%%
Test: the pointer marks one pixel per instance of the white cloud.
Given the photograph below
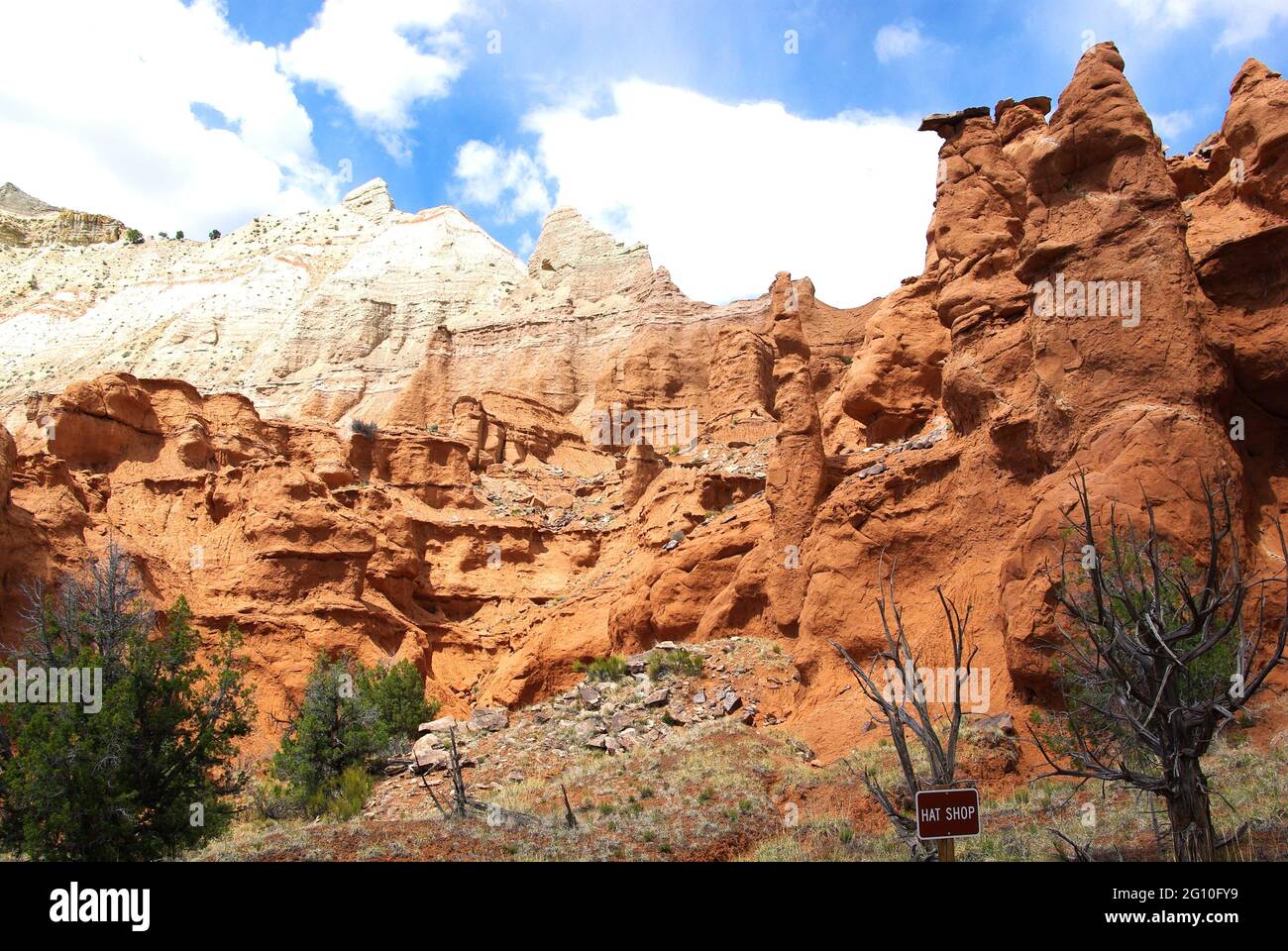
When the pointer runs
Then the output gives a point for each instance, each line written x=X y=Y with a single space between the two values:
x=1237 y=22
x=898 y=40
x=380 y=56
x=112 y=127
x=728 y=195
x=506 y=180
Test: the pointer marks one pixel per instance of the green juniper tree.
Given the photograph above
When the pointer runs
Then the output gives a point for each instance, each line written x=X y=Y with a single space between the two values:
x=348 y=716
x=151 y=771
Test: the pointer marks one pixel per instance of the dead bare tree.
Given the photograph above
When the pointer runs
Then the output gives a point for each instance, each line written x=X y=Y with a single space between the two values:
x=905 y=688
x=1157 y=656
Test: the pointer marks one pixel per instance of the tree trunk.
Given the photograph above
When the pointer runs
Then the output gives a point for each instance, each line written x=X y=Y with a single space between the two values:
x=1190 y=813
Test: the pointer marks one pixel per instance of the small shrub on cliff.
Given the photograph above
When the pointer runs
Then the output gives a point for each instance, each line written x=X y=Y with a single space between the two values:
x=141 y=765
x=348 y=716
x=678 y=661
x=612 y=668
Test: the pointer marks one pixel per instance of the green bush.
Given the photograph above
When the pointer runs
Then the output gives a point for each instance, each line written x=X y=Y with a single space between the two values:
x=678 y=661
x=612 y=668
x=349 y=716
x=151 y=771
x=343 y=796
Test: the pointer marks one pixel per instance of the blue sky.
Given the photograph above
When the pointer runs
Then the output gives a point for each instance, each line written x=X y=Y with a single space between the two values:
x=734 y=137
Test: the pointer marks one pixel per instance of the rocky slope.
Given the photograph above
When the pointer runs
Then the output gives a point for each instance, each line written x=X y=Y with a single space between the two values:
x=484 y=535
x=364 y=311
x=27 y=222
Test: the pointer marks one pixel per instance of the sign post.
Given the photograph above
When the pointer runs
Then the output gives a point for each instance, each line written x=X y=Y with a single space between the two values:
x=944 y=814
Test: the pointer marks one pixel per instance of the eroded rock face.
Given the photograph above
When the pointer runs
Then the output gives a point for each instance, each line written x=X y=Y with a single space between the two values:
x=27 y=222
x=1086 y=307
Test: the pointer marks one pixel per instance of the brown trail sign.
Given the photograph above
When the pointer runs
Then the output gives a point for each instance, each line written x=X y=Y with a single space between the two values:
x=947 y=814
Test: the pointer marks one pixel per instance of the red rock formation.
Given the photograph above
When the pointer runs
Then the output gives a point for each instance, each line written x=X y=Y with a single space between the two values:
x=1085 y=305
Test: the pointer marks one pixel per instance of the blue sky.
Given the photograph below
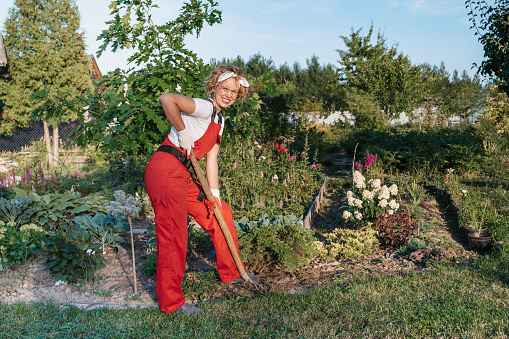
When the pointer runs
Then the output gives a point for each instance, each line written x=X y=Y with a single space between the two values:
x=427 y=31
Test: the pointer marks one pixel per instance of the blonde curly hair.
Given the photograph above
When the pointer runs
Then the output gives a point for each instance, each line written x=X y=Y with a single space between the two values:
x=211 y=80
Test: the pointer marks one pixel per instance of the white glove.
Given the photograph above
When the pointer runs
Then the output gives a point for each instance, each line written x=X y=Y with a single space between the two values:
x=215 y=193
x=185 y=140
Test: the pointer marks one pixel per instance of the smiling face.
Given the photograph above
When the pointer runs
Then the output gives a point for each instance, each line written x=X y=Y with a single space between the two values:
x=226 y=93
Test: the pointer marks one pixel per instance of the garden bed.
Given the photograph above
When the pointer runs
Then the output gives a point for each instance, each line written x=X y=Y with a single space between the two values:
x=113 y=284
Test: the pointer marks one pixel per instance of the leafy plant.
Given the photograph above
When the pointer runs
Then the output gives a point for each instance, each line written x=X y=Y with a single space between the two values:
x=71 y=255
x=54 y=209
x=287 y=245
x=104 y=228
x=394 y=229
x=19 y=245
x=350 y=244
x=17 y=211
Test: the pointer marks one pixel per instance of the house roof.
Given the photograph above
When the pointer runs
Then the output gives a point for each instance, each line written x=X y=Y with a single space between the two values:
x=3 y=55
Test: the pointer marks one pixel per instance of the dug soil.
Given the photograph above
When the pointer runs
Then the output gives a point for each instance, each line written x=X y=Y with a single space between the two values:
x=113 y=285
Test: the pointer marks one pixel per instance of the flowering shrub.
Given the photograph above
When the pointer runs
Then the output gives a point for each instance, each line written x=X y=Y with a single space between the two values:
x=394 y=229
x=267 y=178
x=367 y=200
x=348 y=244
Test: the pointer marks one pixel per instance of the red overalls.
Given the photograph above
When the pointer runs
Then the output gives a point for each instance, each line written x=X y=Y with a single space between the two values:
x=173 y=196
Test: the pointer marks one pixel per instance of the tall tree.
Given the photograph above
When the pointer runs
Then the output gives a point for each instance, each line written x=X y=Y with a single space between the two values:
x=44 y=49
x=379 y=70
x=491 y=24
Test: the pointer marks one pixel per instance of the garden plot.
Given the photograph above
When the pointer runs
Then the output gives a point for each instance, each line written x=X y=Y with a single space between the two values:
x=113 y=284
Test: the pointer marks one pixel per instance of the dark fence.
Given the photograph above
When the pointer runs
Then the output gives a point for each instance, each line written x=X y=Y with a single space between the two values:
x=34 y=132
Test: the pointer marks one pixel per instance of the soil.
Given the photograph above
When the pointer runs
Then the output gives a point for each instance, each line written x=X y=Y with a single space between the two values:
x=113 y=284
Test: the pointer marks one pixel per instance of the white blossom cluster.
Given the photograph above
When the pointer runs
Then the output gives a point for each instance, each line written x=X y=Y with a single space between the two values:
x=124 y=205
x=382 y=196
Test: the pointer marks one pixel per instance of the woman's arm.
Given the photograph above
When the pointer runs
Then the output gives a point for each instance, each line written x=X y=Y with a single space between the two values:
x=173 y=104
x=212 y=168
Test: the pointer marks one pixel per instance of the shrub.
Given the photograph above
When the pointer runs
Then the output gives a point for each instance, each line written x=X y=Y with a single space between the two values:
x=350 y=244
x=394 y=229
x=71 y=255
x=287 y=245
x=19 y=245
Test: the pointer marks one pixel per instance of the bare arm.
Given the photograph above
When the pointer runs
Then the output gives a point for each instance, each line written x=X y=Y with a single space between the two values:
x=212 y=168
x=173 y=104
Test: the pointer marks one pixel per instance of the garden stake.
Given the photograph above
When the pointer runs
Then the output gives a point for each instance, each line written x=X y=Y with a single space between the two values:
x=134 y=258
x=219 y=217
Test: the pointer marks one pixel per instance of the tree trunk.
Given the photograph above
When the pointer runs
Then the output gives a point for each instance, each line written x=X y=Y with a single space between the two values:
x=47 y=142
x=55 y=145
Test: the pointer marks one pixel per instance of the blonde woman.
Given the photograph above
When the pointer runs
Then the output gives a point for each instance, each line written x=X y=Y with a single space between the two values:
x=198 y=124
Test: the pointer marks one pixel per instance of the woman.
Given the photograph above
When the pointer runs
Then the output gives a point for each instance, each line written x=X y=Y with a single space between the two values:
x=197 y=124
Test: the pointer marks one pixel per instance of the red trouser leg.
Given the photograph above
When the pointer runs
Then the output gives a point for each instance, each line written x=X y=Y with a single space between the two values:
x=167 y=183
x=173 y=195
x=224 y=261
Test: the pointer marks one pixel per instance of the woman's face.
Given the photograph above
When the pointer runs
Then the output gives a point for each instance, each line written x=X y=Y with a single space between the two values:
x=226 y=93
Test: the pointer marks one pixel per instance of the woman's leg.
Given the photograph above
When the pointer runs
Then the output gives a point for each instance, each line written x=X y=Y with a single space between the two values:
x=224 y=260
x=167 y=182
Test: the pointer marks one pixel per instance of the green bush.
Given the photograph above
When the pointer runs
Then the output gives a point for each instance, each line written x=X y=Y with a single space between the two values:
x=72 y=256
x=19 y=245
x=287 y=245
x=350 y=244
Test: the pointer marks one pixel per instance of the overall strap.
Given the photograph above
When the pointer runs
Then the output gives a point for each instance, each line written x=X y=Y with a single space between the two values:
x=219 y=116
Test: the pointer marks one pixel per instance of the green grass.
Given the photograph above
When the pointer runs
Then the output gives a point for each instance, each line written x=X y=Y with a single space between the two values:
x=467 y=300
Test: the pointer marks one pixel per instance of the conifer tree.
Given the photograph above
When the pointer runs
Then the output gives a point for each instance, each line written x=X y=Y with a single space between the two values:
x=44 y=49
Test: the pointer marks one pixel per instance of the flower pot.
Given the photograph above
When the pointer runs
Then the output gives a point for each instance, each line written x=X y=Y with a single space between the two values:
x=479 y=243
x=478 y=232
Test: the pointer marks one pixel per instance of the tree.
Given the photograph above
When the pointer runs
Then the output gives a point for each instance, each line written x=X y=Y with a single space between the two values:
x=491 y=23
x=378 y=70
x=44 y=49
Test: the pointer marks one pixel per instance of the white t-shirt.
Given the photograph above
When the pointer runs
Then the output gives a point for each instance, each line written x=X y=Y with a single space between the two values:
x=197 y=122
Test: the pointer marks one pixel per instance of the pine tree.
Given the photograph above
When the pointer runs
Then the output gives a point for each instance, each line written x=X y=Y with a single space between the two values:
x=44 y=49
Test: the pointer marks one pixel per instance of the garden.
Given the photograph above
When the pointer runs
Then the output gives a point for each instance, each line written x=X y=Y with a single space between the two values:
x=66 y=240
x=357 y=228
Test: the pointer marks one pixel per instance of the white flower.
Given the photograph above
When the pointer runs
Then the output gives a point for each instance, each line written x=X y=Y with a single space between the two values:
x=368 y=195
x=357 y=215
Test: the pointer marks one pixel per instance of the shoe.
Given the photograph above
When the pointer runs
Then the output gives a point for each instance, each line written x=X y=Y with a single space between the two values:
x=189 y=310
x=238 y=280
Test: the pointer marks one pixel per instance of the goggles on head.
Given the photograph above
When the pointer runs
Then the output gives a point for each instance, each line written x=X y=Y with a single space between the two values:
x=226 y=75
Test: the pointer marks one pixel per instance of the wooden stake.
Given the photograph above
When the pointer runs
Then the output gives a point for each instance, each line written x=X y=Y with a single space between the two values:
x=219 y=216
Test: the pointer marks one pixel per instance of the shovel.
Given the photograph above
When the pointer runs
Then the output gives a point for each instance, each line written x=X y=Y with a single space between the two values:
x=219 y=217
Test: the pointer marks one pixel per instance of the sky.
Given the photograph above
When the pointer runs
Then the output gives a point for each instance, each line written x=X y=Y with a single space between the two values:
x=427 y=31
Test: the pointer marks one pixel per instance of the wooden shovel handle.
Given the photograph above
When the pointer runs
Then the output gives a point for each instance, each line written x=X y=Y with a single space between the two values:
x=219 y=217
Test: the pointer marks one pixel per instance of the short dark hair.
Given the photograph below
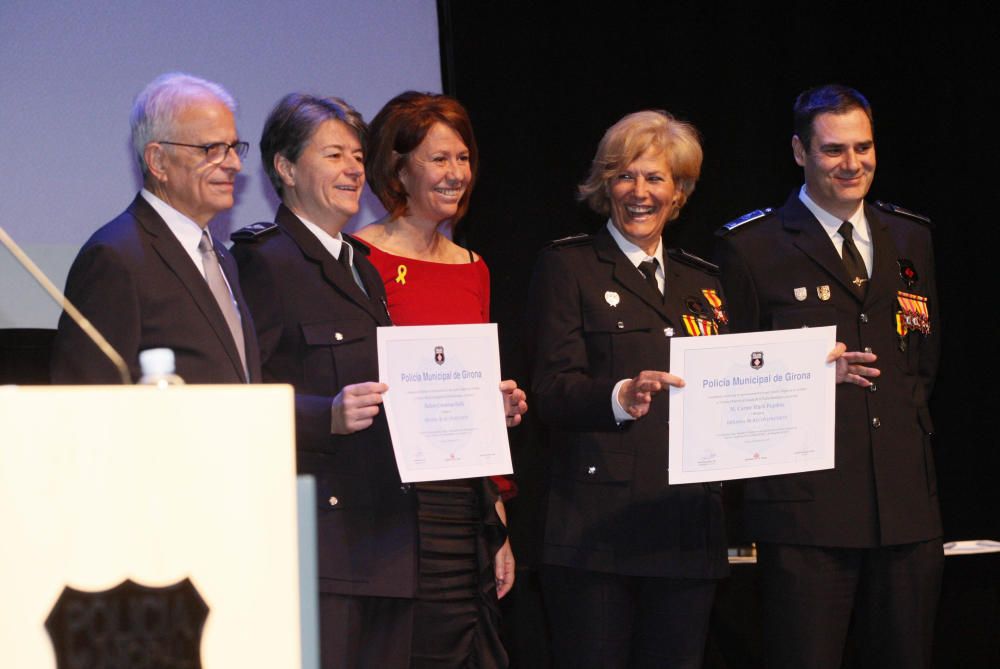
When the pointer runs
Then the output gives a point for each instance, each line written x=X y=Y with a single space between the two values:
x=292 y=123
x=828 y=99
x=399 y=128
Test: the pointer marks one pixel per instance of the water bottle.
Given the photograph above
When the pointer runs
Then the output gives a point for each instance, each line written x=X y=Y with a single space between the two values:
x=158 y=369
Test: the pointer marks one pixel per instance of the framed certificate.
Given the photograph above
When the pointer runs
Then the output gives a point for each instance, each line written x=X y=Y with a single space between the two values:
x=444 y=406
x=753 y=404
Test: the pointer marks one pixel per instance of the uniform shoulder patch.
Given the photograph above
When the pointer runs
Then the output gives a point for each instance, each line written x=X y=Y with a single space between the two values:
x=254 y=232
x=691 y=259
x=572 y=240
x=755 y=215
x=906 y=213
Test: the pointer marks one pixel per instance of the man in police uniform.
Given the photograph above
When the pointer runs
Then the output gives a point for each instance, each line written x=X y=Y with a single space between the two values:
x=862 y=539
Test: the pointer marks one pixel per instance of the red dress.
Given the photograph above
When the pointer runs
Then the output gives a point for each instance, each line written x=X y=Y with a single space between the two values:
x=432 y=293
x=456 y=615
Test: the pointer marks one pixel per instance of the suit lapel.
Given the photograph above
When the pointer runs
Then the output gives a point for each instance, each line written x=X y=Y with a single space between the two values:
x=624 y=272
x=813 y=240
x=177 y=259
x=333 y=272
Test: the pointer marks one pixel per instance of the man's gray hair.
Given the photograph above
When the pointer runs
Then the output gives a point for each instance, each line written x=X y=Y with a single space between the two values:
x=155 y=108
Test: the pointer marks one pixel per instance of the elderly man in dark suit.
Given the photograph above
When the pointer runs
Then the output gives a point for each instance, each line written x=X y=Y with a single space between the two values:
x=860 y=541
x=154 y=277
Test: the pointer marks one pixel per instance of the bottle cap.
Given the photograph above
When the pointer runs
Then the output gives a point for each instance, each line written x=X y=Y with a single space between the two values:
x=156 y=361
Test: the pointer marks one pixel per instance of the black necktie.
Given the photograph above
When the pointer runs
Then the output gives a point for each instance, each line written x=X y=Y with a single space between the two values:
x=648 y=269
x=852 y=260
x=345 y=259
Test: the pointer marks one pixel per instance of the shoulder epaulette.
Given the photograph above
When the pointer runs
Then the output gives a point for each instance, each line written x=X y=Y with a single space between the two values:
%%
PROBLEM TO WORK ON: Rewrite the stretch from the line containing "Test: the pointer marks one pixel per instance of the black" through the end of the material above as a numbered list, leaving out any blank lines.

RESULT FOR THIS TASK:
1. Test: the pointer marks one pixel per instance of the black necktie.
2. Given the photograph above
3. When the pointer runs
4. Then the output gives a point for each instance, each line written x=X y=Y with a single space between the two values:
5. x=648 y=269
6. x=852 y=260
7. x=345 y=259
8. Test: the pointer marks one pixel per instance of the shoulder epaulette.
9. Given the photograph above
10. When the pointer runs
11. Then the output gives a point for each instance, each line written x=X y=Y with a single space between the two values:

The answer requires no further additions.